## [Exercise brief]
Among these entries, count the lines containing the word "instance" and answer with only the number.

= = = = =

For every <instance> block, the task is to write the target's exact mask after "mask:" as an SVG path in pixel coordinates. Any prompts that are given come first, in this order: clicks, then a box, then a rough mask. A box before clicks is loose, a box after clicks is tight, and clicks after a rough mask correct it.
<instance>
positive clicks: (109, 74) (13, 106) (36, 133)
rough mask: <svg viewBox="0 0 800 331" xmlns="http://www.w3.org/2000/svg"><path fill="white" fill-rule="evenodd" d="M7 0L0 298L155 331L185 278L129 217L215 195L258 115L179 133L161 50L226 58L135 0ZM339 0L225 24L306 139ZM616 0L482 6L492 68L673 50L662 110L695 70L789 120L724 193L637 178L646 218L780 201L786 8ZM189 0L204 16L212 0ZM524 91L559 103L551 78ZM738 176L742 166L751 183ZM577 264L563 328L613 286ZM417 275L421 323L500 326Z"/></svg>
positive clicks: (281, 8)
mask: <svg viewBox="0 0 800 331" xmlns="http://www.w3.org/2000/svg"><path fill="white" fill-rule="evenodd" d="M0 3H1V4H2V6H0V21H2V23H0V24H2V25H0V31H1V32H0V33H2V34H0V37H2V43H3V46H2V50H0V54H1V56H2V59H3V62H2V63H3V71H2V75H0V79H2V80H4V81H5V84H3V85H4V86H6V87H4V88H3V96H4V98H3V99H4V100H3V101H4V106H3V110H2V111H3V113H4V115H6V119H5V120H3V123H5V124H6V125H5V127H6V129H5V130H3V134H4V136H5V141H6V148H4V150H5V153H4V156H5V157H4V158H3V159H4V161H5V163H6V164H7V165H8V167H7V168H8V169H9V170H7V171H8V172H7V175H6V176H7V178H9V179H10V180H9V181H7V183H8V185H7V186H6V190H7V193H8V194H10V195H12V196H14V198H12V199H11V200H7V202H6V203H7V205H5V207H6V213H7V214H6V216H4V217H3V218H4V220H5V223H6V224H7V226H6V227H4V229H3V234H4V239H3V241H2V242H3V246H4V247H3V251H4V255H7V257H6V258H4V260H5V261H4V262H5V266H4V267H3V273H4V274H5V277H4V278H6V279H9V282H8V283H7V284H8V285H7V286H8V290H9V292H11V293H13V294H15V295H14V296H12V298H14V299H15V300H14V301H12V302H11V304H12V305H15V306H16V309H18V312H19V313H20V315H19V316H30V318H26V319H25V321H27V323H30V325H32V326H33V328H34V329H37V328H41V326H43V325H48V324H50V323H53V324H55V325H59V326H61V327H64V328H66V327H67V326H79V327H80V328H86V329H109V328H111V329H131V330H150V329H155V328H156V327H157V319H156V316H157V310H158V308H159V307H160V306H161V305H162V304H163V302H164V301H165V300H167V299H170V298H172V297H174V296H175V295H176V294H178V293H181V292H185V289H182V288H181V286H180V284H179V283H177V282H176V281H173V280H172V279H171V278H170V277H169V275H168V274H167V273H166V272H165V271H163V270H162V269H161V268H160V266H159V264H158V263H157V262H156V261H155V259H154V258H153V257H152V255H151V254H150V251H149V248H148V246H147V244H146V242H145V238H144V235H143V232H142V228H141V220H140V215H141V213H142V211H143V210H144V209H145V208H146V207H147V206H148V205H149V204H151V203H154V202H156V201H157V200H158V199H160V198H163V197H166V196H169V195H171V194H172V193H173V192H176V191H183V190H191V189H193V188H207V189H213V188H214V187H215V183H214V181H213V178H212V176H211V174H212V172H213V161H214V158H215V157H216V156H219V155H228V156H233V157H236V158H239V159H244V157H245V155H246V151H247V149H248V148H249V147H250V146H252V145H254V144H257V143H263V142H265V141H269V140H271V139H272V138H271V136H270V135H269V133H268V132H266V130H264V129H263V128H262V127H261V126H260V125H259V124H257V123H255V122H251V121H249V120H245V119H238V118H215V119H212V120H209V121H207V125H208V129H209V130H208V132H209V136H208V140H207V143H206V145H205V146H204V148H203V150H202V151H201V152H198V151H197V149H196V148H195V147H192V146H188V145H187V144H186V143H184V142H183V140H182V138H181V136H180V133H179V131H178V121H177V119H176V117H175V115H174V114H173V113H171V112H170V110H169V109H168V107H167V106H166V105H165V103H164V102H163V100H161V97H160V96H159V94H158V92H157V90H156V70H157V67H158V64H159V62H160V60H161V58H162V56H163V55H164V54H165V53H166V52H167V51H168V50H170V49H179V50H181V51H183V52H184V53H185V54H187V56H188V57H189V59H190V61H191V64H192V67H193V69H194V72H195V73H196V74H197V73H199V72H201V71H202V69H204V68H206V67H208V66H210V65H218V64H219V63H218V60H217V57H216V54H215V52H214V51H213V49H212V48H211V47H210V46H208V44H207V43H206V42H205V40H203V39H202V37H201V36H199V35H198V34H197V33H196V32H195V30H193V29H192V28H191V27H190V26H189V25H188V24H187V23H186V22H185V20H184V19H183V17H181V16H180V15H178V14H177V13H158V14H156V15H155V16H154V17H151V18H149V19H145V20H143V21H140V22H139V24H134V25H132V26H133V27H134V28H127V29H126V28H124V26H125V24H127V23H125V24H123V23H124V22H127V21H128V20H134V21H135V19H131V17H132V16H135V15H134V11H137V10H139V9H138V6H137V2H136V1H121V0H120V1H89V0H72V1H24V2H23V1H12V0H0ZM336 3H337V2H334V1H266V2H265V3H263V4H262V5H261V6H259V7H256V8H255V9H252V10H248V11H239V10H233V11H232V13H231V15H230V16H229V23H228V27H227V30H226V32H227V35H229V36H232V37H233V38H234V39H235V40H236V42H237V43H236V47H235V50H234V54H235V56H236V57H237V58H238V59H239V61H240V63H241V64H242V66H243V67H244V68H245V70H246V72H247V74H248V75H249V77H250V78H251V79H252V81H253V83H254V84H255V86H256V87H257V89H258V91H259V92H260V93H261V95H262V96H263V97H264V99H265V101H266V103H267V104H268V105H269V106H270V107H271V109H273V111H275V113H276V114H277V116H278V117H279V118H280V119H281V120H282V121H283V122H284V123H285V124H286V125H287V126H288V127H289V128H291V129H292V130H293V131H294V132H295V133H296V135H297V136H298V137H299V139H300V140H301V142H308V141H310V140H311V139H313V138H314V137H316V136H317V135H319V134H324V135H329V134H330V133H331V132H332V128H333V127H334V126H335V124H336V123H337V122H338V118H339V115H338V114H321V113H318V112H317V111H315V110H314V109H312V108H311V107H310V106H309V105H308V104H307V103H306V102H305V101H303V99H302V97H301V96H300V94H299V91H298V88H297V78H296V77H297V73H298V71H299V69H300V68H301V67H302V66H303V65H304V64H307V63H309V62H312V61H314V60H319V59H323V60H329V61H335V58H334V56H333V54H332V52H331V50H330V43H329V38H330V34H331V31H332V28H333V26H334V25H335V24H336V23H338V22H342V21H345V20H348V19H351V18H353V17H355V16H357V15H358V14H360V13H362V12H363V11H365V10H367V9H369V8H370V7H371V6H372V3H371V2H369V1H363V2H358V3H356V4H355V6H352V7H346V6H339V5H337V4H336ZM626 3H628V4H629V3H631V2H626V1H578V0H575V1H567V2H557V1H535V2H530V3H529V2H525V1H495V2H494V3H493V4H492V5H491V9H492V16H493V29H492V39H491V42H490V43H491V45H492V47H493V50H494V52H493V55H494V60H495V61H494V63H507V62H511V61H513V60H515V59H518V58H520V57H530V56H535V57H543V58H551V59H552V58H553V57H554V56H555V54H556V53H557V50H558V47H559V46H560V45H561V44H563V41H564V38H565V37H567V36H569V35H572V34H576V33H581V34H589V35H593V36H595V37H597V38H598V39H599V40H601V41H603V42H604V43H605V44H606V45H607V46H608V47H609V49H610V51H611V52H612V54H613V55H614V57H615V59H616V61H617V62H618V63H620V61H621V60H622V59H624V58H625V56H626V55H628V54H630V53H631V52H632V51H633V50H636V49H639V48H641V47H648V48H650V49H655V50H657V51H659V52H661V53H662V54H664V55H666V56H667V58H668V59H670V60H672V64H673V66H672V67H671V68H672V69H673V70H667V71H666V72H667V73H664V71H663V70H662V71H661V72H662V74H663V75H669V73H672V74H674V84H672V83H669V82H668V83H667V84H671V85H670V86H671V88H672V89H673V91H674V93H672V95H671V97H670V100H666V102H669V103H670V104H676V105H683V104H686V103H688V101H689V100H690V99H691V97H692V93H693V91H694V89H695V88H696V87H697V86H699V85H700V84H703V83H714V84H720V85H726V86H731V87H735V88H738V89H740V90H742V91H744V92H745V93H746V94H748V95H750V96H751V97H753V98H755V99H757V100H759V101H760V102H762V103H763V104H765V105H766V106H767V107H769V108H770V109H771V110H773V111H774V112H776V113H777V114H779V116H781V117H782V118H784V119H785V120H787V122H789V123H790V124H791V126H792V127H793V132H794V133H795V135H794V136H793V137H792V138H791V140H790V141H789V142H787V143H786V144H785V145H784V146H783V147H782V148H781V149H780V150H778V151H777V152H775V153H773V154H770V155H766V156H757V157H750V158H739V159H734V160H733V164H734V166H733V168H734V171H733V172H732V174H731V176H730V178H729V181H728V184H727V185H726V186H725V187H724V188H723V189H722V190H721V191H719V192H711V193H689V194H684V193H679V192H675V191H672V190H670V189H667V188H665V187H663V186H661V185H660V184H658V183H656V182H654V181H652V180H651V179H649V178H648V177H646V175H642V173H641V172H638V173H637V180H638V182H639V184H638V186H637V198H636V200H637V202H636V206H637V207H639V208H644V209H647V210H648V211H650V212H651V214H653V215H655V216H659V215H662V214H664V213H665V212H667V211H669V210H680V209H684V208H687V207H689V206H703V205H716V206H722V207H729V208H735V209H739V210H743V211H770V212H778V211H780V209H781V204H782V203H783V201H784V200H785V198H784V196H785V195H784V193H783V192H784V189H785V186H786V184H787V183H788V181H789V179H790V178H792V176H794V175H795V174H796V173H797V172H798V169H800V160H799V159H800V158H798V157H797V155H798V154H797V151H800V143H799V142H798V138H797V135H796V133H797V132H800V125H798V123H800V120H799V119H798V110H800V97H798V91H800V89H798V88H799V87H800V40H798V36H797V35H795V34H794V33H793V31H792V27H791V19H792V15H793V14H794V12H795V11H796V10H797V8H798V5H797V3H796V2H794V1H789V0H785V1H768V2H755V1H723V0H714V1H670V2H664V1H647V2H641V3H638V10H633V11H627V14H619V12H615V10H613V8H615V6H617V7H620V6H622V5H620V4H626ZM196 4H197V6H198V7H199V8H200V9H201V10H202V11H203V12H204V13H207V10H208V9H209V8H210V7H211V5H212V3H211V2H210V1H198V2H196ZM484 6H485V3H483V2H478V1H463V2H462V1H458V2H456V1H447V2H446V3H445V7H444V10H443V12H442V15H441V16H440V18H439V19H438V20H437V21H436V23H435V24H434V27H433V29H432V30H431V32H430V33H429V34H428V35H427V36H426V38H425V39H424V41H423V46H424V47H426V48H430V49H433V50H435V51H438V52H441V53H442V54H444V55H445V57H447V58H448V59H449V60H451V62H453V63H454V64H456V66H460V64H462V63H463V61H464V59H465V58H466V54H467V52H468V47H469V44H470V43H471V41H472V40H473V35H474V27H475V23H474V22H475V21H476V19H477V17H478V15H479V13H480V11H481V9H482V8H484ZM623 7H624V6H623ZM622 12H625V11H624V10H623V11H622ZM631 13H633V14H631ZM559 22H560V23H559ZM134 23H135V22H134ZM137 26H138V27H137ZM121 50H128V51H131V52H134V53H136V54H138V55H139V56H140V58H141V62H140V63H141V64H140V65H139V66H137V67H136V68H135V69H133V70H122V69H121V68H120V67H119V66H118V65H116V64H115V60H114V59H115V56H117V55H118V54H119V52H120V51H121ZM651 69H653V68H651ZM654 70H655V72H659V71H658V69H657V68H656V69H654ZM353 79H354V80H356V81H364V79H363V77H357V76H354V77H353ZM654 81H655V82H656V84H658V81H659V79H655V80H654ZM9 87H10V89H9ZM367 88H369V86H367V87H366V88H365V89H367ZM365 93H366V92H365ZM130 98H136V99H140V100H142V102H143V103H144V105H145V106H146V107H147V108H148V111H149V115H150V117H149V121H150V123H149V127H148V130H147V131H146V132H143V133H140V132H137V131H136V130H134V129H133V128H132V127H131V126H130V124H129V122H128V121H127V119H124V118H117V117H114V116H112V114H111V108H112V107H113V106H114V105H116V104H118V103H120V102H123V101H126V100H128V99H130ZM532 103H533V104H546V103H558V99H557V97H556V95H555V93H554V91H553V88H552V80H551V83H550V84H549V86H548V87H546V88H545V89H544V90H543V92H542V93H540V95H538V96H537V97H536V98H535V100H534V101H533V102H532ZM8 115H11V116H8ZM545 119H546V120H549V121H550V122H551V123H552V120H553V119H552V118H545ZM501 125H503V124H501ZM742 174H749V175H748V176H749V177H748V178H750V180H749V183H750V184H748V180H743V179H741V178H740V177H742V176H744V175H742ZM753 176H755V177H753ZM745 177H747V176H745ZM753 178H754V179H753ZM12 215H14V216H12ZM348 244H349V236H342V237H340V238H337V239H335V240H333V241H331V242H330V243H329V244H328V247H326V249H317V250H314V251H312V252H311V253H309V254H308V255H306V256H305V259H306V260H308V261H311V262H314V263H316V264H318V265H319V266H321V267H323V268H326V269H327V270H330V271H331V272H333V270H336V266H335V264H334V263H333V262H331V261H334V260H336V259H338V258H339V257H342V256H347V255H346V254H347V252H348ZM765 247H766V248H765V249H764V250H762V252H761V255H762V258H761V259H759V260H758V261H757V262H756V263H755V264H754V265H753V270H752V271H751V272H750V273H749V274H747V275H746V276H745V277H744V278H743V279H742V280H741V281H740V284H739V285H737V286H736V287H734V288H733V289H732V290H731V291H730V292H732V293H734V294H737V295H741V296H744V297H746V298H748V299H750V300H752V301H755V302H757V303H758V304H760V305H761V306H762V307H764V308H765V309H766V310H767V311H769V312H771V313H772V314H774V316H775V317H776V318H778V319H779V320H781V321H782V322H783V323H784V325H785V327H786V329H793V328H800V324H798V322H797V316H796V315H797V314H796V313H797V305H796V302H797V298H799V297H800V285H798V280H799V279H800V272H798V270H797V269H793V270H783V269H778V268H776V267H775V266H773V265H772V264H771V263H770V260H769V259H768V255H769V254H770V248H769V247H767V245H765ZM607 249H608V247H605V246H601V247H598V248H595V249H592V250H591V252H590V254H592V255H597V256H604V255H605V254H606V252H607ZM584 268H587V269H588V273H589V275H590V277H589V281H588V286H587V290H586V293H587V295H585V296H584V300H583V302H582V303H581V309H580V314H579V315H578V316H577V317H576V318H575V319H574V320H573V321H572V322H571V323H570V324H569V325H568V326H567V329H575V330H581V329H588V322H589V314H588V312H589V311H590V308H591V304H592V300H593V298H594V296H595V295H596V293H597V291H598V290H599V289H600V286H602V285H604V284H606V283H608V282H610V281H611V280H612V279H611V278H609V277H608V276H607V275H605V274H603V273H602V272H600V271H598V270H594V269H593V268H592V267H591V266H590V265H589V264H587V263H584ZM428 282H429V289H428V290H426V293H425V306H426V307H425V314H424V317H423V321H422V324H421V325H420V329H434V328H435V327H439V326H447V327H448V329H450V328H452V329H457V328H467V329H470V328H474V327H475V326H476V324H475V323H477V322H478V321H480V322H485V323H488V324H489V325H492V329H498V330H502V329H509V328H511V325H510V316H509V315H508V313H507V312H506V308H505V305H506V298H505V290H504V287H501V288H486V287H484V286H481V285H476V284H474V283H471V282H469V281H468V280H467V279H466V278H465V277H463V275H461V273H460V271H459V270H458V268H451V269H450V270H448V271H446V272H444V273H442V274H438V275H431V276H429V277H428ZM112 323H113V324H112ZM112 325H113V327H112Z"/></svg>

= = = = =

## [Solution for this task]
2